**EXERCISE TASK A:** In the coordinate labeling records below, copy out the lines unchanged, starting with the line that contains "TARGET = pink striped shirt" and going on through the line that contains "(1167, 738)". Include both of those end lines.

**PASSAGE TO READ:**
◆ ◆ ◆ ◆
[Python-Dev] My summary of the scandir (PEP 471)

Tue Jul 1 15:00:32 CEST 2014

Thanks for spinning this off to (hopefully) finished the discussion. I
agree it's nearly time to update the PEP.

> @Ben: it's time to update your PEP to complete it with this
> discussion! IMO DirEntry must be as simple as possible and portable:
>
> - os.scandir(str)
> - DirEntry.lstat_result object only available on Windows, same result
> than os.lstat()
> - DirEntry.fullname(): os.path.join(directory, DirEntry.name), where
> directory would be an hidden attribute of DirEntry

I'm quite strongly against this, and I think it's actually the worst
of both worlds. It is not as good an API because:

(a) it doesn't call stat for you (on POSIX), so you have to check an
attribute and call scandir manually if you need it, turning what
should be one line of code into four. Your proposal above was kind of
how I had it originally, where you had to do extra tests and call
scandir manually if you needed it (see
https://mail.python.org/pipermail/python-dev/2013-May/126119.html)
◆ ◆ ◆ ◆
**EXERCISE TASK B:** Translate this sentence from the scandir message into Spanish: "I'm quite strongly against this, and I think it's actually the worst of both worlds."

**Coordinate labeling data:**
◆ ◆ ◆ ◆
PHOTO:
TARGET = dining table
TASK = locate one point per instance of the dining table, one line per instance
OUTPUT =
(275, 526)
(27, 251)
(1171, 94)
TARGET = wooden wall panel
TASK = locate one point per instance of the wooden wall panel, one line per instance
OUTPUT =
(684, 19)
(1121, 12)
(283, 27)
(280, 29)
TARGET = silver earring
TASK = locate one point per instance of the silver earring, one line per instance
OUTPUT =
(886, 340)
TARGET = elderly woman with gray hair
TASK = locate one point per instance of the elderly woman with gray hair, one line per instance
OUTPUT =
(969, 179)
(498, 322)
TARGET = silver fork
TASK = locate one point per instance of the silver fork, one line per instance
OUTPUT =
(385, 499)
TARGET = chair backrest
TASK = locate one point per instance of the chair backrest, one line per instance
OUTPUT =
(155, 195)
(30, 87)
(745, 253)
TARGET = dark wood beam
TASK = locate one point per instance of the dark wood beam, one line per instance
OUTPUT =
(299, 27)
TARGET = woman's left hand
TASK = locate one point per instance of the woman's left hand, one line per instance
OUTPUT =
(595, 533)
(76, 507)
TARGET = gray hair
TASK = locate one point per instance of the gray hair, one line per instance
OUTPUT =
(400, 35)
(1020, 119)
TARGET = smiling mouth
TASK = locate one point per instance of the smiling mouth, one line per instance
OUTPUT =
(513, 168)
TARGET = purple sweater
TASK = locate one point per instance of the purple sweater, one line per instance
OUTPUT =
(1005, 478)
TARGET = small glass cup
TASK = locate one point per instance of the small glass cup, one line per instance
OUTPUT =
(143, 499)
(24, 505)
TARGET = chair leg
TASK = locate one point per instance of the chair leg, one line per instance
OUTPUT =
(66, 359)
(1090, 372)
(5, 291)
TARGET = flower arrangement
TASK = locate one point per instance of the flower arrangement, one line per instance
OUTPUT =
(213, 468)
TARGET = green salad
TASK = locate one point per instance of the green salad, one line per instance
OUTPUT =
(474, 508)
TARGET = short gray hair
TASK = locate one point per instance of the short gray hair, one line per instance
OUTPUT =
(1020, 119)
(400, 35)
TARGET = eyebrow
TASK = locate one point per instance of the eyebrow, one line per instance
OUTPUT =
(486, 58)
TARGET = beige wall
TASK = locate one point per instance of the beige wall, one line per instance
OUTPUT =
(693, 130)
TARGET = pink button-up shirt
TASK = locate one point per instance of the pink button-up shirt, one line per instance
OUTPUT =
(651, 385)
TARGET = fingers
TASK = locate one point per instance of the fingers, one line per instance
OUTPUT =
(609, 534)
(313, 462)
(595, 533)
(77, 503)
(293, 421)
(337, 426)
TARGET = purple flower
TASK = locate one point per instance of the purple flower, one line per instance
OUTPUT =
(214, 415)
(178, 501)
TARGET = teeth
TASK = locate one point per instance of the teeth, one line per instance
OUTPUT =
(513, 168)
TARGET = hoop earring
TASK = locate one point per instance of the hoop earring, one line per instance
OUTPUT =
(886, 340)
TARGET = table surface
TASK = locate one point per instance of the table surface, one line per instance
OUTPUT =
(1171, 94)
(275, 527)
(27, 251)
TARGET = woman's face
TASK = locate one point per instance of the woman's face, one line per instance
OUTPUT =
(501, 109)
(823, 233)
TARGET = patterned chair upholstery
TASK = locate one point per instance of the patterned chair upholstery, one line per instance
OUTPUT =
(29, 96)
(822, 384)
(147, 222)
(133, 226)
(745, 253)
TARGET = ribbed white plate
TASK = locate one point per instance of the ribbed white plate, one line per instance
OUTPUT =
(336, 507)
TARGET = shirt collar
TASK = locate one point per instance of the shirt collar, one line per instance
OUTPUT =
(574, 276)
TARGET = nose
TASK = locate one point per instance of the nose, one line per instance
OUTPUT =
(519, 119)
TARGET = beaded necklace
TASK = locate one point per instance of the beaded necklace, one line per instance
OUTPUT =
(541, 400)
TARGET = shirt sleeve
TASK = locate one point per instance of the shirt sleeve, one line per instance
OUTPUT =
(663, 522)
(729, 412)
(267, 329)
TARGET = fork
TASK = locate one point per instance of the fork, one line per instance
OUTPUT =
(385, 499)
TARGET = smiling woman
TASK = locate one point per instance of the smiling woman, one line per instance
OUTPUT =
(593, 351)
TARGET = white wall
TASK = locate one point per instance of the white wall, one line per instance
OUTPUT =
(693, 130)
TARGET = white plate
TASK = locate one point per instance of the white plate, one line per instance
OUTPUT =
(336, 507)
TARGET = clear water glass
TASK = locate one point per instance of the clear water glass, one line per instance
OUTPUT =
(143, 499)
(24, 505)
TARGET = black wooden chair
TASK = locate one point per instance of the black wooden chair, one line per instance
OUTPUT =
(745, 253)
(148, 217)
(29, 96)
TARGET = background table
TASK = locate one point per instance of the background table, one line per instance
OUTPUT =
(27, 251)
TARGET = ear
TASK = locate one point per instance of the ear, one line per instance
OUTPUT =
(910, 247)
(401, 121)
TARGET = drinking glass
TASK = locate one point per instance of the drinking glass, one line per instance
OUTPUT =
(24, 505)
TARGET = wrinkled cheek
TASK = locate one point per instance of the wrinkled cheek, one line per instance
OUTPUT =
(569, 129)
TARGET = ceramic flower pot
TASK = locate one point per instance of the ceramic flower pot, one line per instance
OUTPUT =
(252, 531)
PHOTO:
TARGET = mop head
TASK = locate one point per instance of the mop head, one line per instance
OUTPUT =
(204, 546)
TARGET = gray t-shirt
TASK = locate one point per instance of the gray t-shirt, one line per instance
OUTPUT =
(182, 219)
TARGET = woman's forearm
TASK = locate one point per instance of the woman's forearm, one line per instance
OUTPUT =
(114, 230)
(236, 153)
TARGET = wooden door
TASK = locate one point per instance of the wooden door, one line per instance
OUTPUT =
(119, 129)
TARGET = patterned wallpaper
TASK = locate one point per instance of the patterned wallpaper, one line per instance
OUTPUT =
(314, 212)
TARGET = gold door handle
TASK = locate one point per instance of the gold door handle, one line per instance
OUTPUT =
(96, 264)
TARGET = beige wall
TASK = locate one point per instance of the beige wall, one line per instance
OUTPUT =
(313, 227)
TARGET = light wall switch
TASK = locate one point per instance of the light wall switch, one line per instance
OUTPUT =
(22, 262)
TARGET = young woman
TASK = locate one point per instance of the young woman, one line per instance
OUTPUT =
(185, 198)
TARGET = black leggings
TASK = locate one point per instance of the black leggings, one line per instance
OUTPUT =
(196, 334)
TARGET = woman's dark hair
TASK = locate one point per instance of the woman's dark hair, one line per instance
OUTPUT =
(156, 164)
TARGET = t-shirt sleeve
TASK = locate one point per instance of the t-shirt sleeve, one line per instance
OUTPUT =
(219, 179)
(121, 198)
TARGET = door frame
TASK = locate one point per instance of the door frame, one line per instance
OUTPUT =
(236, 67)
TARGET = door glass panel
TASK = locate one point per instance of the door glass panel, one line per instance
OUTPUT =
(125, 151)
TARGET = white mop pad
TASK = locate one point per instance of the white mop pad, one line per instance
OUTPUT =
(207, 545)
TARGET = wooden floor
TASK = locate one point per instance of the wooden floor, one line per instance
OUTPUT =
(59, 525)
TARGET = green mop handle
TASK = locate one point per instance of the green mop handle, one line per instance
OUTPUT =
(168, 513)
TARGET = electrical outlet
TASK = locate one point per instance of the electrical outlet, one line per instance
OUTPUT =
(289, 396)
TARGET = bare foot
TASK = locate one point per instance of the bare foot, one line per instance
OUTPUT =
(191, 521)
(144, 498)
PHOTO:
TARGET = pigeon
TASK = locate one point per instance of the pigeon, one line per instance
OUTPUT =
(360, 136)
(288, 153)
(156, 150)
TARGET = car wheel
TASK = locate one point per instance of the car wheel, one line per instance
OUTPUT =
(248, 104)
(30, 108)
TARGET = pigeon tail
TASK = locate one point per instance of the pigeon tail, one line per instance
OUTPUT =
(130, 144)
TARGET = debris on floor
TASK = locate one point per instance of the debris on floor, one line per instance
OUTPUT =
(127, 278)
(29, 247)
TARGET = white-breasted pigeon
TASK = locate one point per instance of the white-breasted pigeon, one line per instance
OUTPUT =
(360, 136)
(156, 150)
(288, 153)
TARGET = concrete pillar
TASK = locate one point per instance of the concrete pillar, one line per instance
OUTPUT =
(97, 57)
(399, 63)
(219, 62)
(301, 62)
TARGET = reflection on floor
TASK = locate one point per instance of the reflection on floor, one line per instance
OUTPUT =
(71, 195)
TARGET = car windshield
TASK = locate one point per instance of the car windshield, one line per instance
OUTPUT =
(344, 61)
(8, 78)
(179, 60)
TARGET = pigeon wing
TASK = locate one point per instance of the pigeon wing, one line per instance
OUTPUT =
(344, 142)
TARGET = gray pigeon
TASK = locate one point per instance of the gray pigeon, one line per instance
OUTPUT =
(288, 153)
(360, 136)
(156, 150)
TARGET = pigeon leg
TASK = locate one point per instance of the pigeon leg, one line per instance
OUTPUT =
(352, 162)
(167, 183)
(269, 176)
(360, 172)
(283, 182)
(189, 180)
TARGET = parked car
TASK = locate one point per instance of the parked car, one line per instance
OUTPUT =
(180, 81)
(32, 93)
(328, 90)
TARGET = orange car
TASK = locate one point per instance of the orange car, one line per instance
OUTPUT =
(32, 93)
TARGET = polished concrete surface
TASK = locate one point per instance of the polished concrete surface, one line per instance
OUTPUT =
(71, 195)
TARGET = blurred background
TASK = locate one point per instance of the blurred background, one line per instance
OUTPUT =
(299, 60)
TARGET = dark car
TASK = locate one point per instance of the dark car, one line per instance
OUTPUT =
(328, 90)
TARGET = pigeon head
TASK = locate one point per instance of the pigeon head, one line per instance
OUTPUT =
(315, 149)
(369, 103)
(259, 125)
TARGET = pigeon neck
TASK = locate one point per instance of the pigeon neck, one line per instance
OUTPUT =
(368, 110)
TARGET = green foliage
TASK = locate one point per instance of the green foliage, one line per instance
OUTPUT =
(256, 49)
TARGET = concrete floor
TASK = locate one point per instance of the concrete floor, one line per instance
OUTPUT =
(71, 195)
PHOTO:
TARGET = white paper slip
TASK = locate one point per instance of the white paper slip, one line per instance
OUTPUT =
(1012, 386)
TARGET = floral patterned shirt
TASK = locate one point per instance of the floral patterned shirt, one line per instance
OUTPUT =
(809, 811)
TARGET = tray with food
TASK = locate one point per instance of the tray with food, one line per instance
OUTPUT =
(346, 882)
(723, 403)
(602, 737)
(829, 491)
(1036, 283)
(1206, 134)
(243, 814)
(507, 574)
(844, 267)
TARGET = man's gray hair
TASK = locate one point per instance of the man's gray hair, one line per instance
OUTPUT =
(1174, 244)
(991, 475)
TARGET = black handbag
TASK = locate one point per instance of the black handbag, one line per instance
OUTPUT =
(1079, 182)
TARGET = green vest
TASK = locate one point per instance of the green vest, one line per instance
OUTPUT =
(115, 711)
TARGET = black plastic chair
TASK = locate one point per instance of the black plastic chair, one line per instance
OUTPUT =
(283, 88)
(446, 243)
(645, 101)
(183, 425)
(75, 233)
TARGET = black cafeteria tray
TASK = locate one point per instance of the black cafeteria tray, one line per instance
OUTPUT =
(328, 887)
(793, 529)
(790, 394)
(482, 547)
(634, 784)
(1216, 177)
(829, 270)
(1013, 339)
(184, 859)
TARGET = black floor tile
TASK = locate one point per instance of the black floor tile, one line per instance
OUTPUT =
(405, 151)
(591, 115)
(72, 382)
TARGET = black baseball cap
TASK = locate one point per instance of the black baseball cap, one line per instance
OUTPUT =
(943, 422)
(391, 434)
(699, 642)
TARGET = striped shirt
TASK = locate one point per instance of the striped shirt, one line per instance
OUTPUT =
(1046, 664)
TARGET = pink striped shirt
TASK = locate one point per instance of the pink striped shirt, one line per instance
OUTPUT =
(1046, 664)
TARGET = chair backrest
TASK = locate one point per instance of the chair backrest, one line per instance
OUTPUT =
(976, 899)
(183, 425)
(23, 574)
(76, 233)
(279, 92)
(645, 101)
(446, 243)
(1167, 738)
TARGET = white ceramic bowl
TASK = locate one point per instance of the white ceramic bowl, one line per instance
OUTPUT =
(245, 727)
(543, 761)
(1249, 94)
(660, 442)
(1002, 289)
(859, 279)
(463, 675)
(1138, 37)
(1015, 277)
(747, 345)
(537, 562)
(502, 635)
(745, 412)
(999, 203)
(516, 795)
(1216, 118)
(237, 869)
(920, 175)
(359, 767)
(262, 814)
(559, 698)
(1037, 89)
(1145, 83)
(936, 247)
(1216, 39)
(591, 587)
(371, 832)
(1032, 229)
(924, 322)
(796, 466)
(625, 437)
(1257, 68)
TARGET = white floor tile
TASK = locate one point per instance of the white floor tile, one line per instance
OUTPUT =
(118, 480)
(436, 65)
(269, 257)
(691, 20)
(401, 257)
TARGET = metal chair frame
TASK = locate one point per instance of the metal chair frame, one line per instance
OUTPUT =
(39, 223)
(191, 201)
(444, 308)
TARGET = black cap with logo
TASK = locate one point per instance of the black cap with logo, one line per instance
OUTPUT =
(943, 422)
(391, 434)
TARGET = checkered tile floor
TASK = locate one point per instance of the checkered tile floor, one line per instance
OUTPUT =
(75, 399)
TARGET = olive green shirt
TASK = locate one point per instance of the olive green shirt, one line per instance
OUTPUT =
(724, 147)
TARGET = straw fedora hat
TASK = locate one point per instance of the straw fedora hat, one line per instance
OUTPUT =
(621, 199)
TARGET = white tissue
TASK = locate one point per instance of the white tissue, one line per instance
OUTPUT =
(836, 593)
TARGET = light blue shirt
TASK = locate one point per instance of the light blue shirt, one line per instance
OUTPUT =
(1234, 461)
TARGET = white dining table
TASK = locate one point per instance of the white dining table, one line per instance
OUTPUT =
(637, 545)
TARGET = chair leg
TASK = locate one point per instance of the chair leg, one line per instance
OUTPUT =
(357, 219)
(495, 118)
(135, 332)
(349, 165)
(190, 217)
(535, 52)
◆ ◆ ◆ ◆
**WRITTEN REPLY A:**
TARGET = pink striped shirt
TASK = locate one point per instance of the pink striped shirt, one line per instance
OUTPUT =
(1046, 664)
TARGET = chair backrest
TASK = locate one point per instance of the chair backrest, one line per instance
OUTPUT =
(976, 899)
(183, 425)
(23, 574)
(76, 233)
(279, 92)
(645, 101)
(446, 243)
(1167, 738)

**WRITTEN REPLY B:** Me opongo con bastante firmeza a esto, y creo que en realidad es lo peor de ambos mundos.